[MATERIALS PROVIDED]

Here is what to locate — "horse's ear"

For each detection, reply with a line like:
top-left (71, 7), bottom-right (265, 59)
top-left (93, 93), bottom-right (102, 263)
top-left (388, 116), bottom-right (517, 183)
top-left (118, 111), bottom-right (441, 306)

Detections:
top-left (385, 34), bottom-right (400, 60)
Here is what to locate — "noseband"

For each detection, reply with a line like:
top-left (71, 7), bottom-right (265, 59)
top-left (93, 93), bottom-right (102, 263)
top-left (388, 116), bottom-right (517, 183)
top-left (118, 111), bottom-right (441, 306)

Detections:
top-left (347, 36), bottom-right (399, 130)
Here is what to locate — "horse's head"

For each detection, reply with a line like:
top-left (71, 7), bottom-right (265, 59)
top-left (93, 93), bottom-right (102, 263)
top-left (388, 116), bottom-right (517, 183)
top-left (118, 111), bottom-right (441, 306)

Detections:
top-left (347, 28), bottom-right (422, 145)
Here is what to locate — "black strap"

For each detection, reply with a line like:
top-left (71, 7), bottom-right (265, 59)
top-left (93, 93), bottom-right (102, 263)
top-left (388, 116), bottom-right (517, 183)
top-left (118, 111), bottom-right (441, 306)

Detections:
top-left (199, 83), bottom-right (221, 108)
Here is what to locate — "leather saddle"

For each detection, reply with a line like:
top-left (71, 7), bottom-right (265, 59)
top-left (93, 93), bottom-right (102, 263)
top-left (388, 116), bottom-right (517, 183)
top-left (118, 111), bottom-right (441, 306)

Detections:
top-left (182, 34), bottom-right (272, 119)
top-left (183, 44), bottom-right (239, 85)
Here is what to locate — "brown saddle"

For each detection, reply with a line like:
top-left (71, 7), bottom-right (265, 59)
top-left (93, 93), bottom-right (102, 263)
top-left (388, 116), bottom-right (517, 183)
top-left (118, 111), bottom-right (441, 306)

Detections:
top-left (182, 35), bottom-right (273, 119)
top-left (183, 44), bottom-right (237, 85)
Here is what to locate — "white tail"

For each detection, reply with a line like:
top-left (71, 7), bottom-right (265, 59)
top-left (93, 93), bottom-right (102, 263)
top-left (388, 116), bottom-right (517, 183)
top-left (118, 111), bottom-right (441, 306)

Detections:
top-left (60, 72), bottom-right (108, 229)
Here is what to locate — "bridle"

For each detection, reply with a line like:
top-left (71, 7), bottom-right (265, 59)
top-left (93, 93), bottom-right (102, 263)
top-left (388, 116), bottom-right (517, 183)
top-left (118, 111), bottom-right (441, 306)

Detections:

[/MATERIALS PROVIDED]

All of the data above must be set down again exactly.

RESPONSE:
Here is what to locate — "horse's ear"

For each detection, reply with a line like:
top-left (71, 7), bottom-right (265, 59)
top-left (93, 93), bottom-right (102, 263)
top-left (388, 116), bottom-right (517, 183)
top-left (118, 111), bottom-right (441, 306)

Detections:
top-left (385, 34), bottom-right (400, 60)
Here is what to locate — "noseband"

For each detection, reply with a line like:
top-left (71, 7), bottom-right (265, 59)
top-left (93, 93), bottom-right (102, 263)
top-left (388, 116), bottom-right (517, 183)
top-left (118, 111), bottom-right (441, 306)

Detections:
top-left (347, 36), bottom-right (399, 130)
Here is what to locate — "horse's head"

For each detection, reply with a line like:
top-left (71, 7), bottom-right (265, 59)
top-left (93, 93), bottom-right (102, 263)
top-left (388, 116), bottom-right (517, 183)
top-left (118, 111), bottom-right (441, 306)

Detections:
top-left (347, 28), bottom-right (422, 145)
Here is what to locate — "black strap"

For each detection, reply with a line like:
top-left (71, 7), bottom-right (265, 59)
top-left (93, 93), bottom-right (102, 263)
top-left (388, 116), bottom-right (517, 183)
top-left (118, 111), bottom-right (441, 306)

Detections:
top-left (199, 83), bottom-right (221, 108)
Here is what to locate — "leather saddle"

For each detection, reply with a line like:
top-left (71, 7), bottom-right (265, 59)
top-left (93, 93), bottom-right (102, 263)
top-left (388, 116), bottom-right (517, 183)
top-left (118, 111), bottom-right (441, 306)

Detections:
top-left (182, 34), bottom-right (272, 119)
top-left (183, 44), bottom-right (239, 85)
Here is what to locate — "brown saddle"

For each detection, reply with a line like:
top-left (71, 7), bottom-right (265, 59)
top-left (93, 93), bottom-right (102, 263)
top-left (388, 116), bottom-right (517, 183)
top-left (118, 111), bottom-right (441, 306)

Detections:
top-left (182, 35), bottom-right (273, 119)
top-left (183, 44), bottom-right (237, 85)
Here is what to locate — "white tail"

For each detection, reply with a line like:
top-left (71, 7), bottom-right (265, 59)
top-left (93, 93), bottom-right (102, 263)
top-left (388, 116), bottom-right (517, 183)
top-left (118, 111), bottom-right (441, 306)

Detections:
top-left (60, 72), bottom-right (108, 229)
Here is what to locate — "bridle"

For each detection, reply with a line like:
top-left (71, 7), bottom-right (265, 59)
top-left (93, 93), bottom-right (102, 263)
top-left (388, 116), bottom-right (517, 183)
top-left (118, 111), bottom-right (441, 306)

Detections:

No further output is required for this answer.